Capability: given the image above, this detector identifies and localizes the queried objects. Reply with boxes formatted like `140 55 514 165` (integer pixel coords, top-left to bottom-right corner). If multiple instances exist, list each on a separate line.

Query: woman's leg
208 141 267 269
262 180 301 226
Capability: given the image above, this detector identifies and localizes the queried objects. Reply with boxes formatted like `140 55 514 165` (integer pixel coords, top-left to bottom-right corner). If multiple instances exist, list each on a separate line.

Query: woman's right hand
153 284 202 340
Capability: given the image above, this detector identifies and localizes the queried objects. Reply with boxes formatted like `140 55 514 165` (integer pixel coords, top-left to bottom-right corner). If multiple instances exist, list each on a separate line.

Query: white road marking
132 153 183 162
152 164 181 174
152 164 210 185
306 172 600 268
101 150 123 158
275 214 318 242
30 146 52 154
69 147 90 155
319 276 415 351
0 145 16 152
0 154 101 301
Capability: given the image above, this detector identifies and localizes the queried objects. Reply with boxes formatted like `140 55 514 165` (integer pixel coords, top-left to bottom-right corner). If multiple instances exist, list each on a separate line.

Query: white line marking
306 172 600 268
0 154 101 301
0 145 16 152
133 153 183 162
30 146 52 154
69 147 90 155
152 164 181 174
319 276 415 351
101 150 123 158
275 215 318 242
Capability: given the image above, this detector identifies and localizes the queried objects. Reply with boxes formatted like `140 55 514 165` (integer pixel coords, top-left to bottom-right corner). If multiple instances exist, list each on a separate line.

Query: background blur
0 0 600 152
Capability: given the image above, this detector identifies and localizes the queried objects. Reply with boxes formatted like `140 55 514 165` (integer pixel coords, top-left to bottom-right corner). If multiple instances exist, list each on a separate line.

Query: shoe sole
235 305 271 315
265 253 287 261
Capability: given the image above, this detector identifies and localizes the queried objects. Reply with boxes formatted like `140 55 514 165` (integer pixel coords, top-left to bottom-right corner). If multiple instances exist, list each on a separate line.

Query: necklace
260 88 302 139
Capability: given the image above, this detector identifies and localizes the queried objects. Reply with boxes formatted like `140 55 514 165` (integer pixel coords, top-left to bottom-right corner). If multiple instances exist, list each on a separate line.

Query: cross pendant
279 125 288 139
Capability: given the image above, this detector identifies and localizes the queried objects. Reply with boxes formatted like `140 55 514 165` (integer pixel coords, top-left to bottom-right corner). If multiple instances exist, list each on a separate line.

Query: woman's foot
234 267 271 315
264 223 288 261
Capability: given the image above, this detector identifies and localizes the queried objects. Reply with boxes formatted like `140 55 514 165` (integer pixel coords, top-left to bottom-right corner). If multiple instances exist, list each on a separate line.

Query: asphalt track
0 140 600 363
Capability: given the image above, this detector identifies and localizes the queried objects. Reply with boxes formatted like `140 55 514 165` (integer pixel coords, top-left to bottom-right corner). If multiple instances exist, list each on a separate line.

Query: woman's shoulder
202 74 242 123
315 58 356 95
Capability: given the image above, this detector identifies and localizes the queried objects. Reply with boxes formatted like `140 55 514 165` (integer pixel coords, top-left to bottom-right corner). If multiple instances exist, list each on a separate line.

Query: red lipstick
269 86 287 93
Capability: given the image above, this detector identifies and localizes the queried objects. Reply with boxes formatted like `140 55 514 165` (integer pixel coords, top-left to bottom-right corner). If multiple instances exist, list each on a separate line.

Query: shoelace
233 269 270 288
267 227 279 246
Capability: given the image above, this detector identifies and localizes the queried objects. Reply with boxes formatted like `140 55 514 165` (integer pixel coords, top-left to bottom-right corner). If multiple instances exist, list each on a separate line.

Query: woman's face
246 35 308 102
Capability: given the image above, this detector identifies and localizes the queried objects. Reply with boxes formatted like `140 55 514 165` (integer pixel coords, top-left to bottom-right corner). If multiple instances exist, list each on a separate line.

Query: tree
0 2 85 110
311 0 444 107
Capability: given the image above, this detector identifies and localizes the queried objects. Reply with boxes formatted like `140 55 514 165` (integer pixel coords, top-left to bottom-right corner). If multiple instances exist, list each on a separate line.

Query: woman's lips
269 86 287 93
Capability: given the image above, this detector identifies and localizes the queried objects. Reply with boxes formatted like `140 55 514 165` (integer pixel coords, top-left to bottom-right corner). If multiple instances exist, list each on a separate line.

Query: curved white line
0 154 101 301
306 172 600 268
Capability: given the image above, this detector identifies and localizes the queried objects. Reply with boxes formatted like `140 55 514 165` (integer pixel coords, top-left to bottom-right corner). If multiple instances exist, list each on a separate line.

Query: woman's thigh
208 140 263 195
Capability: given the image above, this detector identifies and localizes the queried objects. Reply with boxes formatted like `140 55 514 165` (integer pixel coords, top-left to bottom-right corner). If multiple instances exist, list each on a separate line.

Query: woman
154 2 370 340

Directive:
Report how many lines of the material contain the word "white", treating uppercase and lowercase as different, and give only that number.

Task answer:
3